Work order 1: Return, word for word, the part of the event listings text that opens with the words containing "In this presentation, I" and closes with "change of venue)".
Work order 2: Resume the event listings text from the point where it stops and write what follows.

Selected passage:
------------------------------------------------

In this presentation, I discuss how I seek to incorporate intuitive body movement into the design of digital musical instruments and performance systems. The body can be considered a component of the performance system, alongside sensors, data, mappings and hardware devices. The components become entangled, so that changing one component, such as the position of sensor on the body or the model of a device, changes the interaction between components, affecting the overall system behaviour. With this approach an instrument is not designed and then given to a body, but instead it is designed with and through the body. This presentation will feature demonstrations of instruments and gestural mappings aimed to enable embodied performance.

Thu 16th November, Concert Hall (note change of venue)
Dr Shain Shapiro
“This Must Be The Place: How Music Can Make Your City Better” (Book Launch)
Please book your place on Eventbrite
Dr Shain Shapiro will deliver a lecture exploring the role that music can play in improving our cities & places and engage in a discussion with special guests.

------------------------------------------------

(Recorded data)
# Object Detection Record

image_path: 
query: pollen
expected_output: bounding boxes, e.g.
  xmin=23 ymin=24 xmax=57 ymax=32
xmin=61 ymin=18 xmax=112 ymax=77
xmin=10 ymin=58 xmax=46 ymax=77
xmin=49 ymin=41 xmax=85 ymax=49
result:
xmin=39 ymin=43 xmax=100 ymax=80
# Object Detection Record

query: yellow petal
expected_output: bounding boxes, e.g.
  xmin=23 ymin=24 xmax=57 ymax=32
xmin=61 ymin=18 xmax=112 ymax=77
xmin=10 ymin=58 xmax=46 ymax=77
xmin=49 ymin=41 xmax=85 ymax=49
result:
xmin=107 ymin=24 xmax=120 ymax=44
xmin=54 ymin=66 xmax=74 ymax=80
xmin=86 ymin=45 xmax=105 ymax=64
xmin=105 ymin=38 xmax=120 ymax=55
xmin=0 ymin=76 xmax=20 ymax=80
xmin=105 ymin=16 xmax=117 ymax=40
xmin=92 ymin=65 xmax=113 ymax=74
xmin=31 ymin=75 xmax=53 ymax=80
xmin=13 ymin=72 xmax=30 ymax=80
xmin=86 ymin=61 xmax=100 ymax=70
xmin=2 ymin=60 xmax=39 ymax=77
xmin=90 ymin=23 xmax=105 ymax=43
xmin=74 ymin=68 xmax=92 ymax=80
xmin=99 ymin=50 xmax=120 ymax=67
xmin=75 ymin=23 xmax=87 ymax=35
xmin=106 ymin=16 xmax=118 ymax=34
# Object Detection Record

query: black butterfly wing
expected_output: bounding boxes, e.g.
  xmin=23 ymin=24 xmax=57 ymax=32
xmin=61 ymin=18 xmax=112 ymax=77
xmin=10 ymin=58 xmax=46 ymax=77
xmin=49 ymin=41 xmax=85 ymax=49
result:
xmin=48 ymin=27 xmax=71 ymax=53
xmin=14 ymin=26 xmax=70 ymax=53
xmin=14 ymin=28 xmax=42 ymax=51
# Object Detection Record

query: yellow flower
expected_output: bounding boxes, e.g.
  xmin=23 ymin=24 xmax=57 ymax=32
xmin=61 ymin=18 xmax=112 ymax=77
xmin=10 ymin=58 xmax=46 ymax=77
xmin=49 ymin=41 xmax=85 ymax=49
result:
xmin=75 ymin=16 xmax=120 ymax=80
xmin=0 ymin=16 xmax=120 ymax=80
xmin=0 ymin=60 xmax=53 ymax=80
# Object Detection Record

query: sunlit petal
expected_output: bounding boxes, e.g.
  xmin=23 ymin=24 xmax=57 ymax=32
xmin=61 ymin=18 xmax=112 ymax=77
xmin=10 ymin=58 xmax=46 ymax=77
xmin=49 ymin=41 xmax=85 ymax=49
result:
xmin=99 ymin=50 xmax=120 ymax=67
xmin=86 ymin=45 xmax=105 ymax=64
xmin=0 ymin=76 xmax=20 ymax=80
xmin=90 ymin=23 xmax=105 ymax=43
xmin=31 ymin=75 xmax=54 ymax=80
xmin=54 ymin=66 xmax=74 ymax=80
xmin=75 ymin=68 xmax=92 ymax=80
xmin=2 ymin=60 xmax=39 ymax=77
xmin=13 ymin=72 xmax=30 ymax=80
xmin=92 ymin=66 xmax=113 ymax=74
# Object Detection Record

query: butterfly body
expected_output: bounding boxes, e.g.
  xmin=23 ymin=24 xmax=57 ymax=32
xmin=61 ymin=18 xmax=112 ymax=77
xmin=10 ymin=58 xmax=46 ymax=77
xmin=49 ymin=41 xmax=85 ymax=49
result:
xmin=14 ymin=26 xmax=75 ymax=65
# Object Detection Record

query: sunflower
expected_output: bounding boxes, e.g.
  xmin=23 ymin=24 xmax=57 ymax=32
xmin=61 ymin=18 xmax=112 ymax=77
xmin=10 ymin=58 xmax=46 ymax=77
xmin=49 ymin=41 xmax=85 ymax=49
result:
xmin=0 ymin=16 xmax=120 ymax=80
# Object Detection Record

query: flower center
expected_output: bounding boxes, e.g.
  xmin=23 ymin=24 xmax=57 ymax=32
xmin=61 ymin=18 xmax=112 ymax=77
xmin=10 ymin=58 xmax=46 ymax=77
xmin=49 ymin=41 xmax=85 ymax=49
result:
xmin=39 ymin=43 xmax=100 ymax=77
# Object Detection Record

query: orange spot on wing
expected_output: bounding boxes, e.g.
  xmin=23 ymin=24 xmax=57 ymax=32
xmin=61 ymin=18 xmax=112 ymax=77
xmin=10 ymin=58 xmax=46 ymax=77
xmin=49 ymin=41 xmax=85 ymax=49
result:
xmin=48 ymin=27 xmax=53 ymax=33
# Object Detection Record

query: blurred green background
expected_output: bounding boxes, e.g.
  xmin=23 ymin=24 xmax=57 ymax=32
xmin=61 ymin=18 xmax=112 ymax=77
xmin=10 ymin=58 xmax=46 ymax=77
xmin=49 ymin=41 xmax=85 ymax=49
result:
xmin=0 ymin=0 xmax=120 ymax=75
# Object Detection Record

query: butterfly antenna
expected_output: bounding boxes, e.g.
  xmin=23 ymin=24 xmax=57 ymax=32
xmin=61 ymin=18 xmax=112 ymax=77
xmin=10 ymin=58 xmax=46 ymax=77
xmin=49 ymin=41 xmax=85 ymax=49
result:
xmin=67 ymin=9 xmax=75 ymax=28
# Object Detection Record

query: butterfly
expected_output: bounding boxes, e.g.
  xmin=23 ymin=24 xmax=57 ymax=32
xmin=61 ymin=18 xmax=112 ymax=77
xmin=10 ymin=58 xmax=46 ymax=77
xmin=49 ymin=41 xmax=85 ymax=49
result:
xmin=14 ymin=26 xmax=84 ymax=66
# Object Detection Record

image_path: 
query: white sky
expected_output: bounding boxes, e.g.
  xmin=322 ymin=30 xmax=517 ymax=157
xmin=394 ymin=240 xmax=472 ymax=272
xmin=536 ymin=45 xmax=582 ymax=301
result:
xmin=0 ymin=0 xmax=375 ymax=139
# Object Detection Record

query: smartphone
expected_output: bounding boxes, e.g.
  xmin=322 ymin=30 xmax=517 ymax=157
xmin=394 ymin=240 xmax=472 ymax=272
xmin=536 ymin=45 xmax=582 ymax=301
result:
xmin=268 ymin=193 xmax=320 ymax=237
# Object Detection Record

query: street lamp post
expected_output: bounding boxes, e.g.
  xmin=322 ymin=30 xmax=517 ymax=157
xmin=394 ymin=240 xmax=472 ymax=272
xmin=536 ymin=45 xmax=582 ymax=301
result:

------------------------------------------------

Response box 1:
In this presentation, I discuss how I seek to incorporate intuitive body movement into the design of digital musical instruments and performance systems. The body can be considered a component of the performance system, alongside sensors, data, mappings and hardware devices. The components become entangled, so that changing one component, such as the position of sensor on the body or the model of a device, changes the interaction between components, affecting the overall system behaviour. With this approach an instrument is not designed and then given to a body, but instead it is designed with and through the body. This presentation will feature demonstrations of instruments and gestural mappings aimed to enable embodied performance.

Thu 16th November, Concert Hall (note change of venue)

Response box 2:
This Must Be the Place introduces and examines music’s relationship to cities. Not the influence cities have on music, but the powerful impact music can have on how cities are developed, built, managed and governed.

Told in an accessible way through personal stories from cities around the world — including London, Melbourne, Nashville, Austin and Zurich — This Must Be the Place takes a truly global perspective on the ways music is integral to everyday life but neglected in public policy.

Arguing for the transformative role of artists and musicians in a post-pandemic world, This Must Be The Place not only examines the powerful impact music can have on our cities, but also serves as a how-to guide and toolkit for music-lovers, artists and activists everywhere to begin the process of reinventing the communities they live in.